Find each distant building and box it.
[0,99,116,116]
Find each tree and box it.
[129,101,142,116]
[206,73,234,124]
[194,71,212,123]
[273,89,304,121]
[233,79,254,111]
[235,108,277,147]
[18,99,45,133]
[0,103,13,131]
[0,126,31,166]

━━━━━━━━━━

* **EXERCISE PROMPT**: Output the records above as a two-column CSV with the columns request and boxes, one row for each request. Put the request text and its answer each in one quoted field, with line breaks turned into spaces.

* **TASK RESULT**:
request,boxes
"Find each distant building and box it.","[0,99,116,116]"
"Find each tree and box it.","[129,101,142,116] [206,73,234,124] [194,71,212,123] [273,89,304,121] [233,79,254,111] [235,108,277,147] [18,99,45,133] [0,103,13,131] [0,126,31,166]"